-- BEGIN Text block --
Monitoring the open access policy of Horizon 2020
Athena Research & Innovation Center, PPMI and UNU-MERIT
Open access to publications, as well as the Open Research Data Pilot (ORDP), have been key policies throughout Horizon 2020. To further strengthen Open Science and integrate it into all programmes within Horizon Europe, the European Commission has commissioned a study to: (i) measure the compliance of the existing policy under Horizon 2020; (ii) investigate which aspects of the policy have worked and which have not, in order to plan future interventions; and (iii) pilot all aspects of a monitoring mechanism, providing lessons learnt that can be used to potentially optimise the European Commission’s internal monitoring platform.
The key findings of this study indicate that the European Commission’s leadership in the Open Science policy has paid off. Uptake has steadily increased over the past four years, achieving an average success rate of 83% in Horizon 2020 for open access to scientific publications, which places the European Commission at the forefront globally. What is also apparent from the study is that monitoring – particularly with regard to the specific terms and requirements of the policy – cannot be achieved by the reporting alone, or without the European Commission collaborating closely with other funding agencies across Europe and beyond, to agree on and promote common standards and common elements of the underlying infrastructure. In particular, the European Open Science Cloud (EOSC) should encompass all such components that are needed to foster a linked ecosystem in which information is exchanged on demand and eases the process for both researchers (who only need to deposit once) and funders (who only need to record information once).
A key objective in the study was to use an open, transparent and re-producible methodology, as a driver to improve the operationalisation of the open access monitoring in the EC, with rules that can be shared with and accepted by the research community. To authoritatively assess the open access compliance among Horizon 2020 peer-reviewed publications and datasets, and to assess the specificities of Article 29.2 and 29.3 of the MGA, this study has explored and combined a number of public and proprietary datasets. For the first time, open data sources were considered as the primary sources for such monitoring (OpenAIRE https://www.openaire.eu/, Unpaywall https://unpaywall.org/, CrossRef https://www.crossref.org/, OpenAPC https://openapc.net/, DataCite https://datacite.org/, ORCID https://orcid.org/, DOAJ https://doaj.org/, re3data https://www.re3data.org/ to name a few). These were then validated against proprietary databases (Scopus https://www.scopus.com/home.uri and WoS https://webofknowledge.com) as secondary sources, when necessary.
Despite the fact that working with and merging open sources often proved to be a painstaking process, it was one that ultimately proved flexible and agile, and allowed the study team to interact with the community and propose changes to the underlying public infrastructure. Moreover, most of the data and metadata contained in the open sources proved to be of good quality, justifying the adoption and curation of open, community-driven standards.
-- END Text block --
-- BEGIN Dataset --
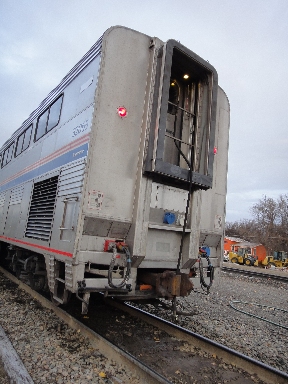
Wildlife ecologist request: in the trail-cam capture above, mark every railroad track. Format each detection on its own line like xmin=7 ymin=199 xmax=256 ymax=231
xmin=1 ymin=269 xmax=288 ymax=384
xmin=221 ymin=266 xmax=288 ymax=283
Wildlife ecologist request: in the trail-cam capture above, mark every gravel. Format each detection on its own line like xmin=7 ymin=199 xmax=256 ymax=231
xmin=0 ymin=272 xmax=288 ymax=384
xmin=0 ymin=274 xmax=138 ymax=384
xmin=138 ymin=272 xmax=288 ymax=373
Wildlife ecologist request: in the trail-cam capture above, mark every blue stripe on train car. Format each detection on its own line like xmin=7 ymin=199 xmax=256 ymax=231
xmin=0 ymin=143 xmax=88 ymax=192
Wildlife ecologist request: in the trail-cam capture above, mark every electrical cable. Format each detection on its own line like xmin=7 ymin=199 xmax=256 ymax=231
xmin=108 ymin=244 xmax=131 ymax=289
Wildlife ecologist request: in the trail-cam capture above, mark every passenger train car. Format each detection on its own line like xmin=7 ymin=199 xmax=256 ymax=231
xmin=0 ymin=26 xmax=229 ymax=313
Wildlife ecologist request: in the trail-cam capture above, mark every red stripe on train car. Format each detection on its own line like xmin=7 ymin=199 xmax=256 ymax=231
xmin=0 ymin=236 xmax=73 ymax=257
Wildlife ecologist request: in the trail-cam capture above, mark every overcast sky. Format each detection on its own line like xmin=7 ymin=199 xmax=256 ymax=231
xmin=0 ymin=0 xmax=288 ymax=221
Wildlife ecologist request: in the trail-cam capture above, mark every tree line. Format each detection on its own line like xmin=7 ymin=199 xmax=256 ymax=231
xmin=225 ymin=194 xmax=288 ymax=255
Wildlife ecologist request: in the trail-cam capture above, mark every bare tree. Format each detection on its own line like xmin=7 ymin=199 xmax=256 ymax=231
xmin=225 ymin=195 xmax=288 ymax=254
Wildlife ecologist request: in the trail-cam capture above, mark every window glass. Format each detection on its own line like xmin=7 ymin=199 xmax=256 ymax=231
xmin=2 ymin=143 xmax=14 ymax=167
xmin=15 ymin=125 xmax=32 ymax=157
xmin=47 ymin=96 xmax=63 ymax=132
xmin=15 ymin=132 xmax=25 ymax=156
xmin=22 ymin=125 xmax=32 ymax=152
xmin=35 ymin=109 xmax=49 ymax=140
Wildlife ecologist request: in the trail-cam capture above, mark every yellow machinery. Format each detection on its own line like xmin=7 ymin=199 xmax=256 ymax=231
xmin=229 ymin=247 xmax=258 ymax=267
xmin=261 ymin=251 xmax=288 ymax=268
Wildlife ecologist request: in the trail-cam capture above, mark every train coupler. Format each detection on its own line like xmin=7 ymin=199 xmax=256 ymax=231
xmin=138 ymin=271 xmax=193 ymax=299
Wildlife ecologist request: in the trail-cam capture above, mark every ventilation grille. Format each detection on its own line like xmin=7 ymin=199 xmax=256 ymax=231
xmin=0 ymin=191 xmax=6 ymax=207
xmin=25 ymin=176 xmax=58 ymax=241
xmin=10 ymin=185 xmax=24 ymax=205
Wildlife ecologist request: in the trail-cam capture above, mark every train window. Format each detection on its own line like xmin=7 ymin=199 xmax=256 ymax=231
xmin=34 ymin=95 xmax=63 ymax=141
xmin=2 ymin=143 xmax=14 ymax=167
xmin=35 ymin=109 xmax=49 ymax=140
xmin=15 ymin=124 xmax=32 ymax=157
xmin=47 ymin=97 xmax=63 ymax=132
xmin=146 ymin=40 xmax=218 ymax=189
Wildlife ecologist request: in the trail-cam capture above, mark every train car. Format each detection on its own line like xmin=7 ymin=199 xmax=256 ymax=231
xmin=0 ymin=26 xmax=229 ymax=313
-- END Dataset --
▶ **Task requirements**:
[1] Using the text on monitoring Horizon 2020 open access, decide whether each statement agrees with it: (a) the study reports an average success rate of 83% for open access to scientific publications in Horizon 2020; (b) proprietary databases served as the primary sources for the monitoring; (c) most data and metadata in the open sources turned out to be of poor quality. For each, give yes or no and quote the words from the text that settle it.
[2] Carry on the text on monitoring Horizon 2020 open access from where it stops.

▶ **Results**:
[1]
(a) Yes: "achieving an average success rate of 83% in Horizon 2020 for open access to scientific publications"
(b) No: "For the first time, open data sources were considered as the primary sources for such monitoring"
(c) No: "most of the data and metadata contained in the open sources proved to be of good quality"

[2]
Fully in line with Open Science practices, the study produced an authoritative and open access database covering all aspects related to Horizon 2020 publications, accompanied by a data management plan and detailed documentation. All three are deposited in Zenodo under a CC-BY license and are also published in the European Commission’s portal. The Zenodo links are as follows: database https://zenodo.org/record/4899767, documentation https://zenodo.org/record/4900100, and data management plan https://zenodo.org/record/4900110.
Efficiency of the Horizon 2020 open access policy
Overall, the estimated level of compliance to the open access mandate for scientific publications under Horizon 2020 stood at 83%, which is within the top open access success rates of funders globally. Compliance and uptake of open access to research data have a success rate of 95%. Compliance refers to adherence to the regulations set out in Article 29.3 for projects that had to comply to the article (those in the ORDP), and uptake refers to compliance to Article 29.3 by all projects, whether they had to comply or not. This achievement is doubly impressive when considering the context in which the policy is implemented: a decentralised European environment in which Member and Associate countries have different policies and infrastructures (or lack thereof). With a clear upward trend in publications (from 65% in 2014 to 86% in 2019), and a commitment to the policy from projects that participated in the Open Research Data Pilot (ORDP) the potential exists to reach 100% within the early stages or midway through Horizon Europe.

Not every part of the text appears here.